◆ Task instructions
Reproduce all records verbatim.

* BEGIN Input *

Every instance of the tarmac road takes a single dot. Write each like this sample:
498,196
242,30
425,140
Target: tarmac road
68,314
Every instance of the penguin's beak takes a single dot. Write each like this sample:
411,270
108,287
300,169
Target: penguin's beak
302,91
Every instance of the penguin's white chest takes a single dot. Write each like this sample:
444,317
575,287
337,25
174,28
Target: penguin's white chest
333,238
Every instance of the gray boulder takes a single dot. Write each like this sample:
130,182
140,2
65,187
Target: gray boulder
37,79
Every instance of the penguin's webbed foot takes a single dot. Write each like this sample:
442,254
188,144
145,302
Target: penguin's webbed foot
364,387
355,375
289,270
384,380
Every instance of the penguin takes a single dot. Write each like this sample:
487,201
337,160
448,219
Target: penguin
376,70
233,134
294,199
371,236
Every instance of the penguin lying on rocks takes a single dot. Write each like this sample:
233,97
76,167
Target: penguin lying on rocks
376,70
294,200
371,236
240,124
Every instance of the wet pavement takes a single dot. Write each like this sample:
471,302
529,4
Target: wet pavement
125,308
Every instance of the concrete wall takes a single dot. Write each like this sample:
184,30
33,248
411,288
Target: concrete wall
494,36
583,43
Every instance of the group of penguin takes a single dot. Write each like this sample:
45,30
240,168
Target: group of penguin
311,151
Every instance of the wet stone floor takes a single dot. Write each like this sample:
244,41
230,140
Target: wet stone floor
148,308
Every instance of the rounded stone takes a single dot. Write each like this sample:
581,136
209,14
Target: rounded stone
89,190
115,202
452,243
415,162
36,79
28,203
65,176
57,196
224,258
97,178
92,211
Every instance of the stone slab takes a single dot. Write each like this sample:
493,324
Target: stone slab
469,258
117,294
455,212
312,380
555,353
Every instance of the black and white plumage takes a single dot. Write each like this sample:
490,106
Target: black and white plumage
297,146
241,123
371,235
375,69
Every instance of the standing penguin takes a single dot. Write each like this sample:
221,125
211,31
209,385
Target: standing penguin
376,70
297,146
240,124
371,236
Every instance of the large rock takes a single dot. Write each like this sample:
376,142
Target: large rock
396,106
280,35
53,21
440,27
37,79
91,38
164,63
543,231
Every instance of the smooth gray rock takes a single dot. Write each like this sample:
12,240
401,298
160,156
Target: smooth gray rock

* END Input *

◆ Right answer
Every instance of the tarmac road takes a single dot. Write each like this sample:
498,196
242,30
425,140
Target: tarmac road
68,314
Every instance of the penguin's beak takes a single dot. Write each like this sample:
411,270
108,287
300,169
Target: penguin's beak
302,91
Every instance of the penguin's white chest takes a single dot. Write each like this sample:
444,317
575,287
337,25
174,28
Target: penguin's white chest
333,238
Every instance of the gray boulder takes a single dot. Write each like this sample:
130,182
140,2
65,187
Target: gray boulder
37,79
Every instance of the penguin's webbed foot takes a single dot. Write each like this sample:
442,254
188,144
145,302
Target: penguin's webbed foot
364,387
355,375
289,270
384,380
Every instance of the penguin takes a single dot. Write each like this sample:
487,201
337,160
448,219
Target: penguin
376,70
233,134
294,199
371,236
Every instance of the penguin lying on rocks takes a single dot. Write each like this sample:
233,97
76,167
Target: penguin lying on rocks
376,70
294,200
371,236
240,124
Every instance of the wet pavement takes a single dot. Write each like this sample:
471,302
529,4
Target: wet pavement
125,308
Every instance of the concrete wall takes a single dot. Write each like this sample:
184,30
33,248
411,288
Target: concrete wall
494,36
583,43
Every instance of the group of penguin takes a single dot. Write each like this sample:
45,30
240,168
Target: group of penguin
311,151
Every instance of the wet stone floor takes a single dot. Write each like this sample:
244,41
230,140
Target: wet stone floor
148,308
Every instance of the rounded stone takes a single dot. Write each like this sample:
581,136
209,14
Target: rounded stone
89,190
115,202
452,243
415,162
36,79
28,203
65,176
57,196
224,258
97,178
92,211
Every instance of the stone slab takes a single dot. Write each like this sample:
493,324
Target: stone slab
469,258
117,294
455,212
312,380
555,353
Every instance of the black and white plumage takes a single dot. Write each like this sample:
490,106
Target: black and white plumage
297,146
241,123
371,235
375,69
Every instance of the standing penguin takes a single dot. Write each like this sample:
221,125
211,31
209,385
Target: standing penguin
376,70
297,146
240,124
371,236
Every instance of the large rock takes a single dot. Write each like this sample:
376,142
Target: large rock
396,106
280,35
53,21
440,27
37,79
91,38
164,63
543,231
Every instance of the smooth gray rock takes a single dot. Write each like this sample:
12,240
401,298
160,156
Target: smooth gray rock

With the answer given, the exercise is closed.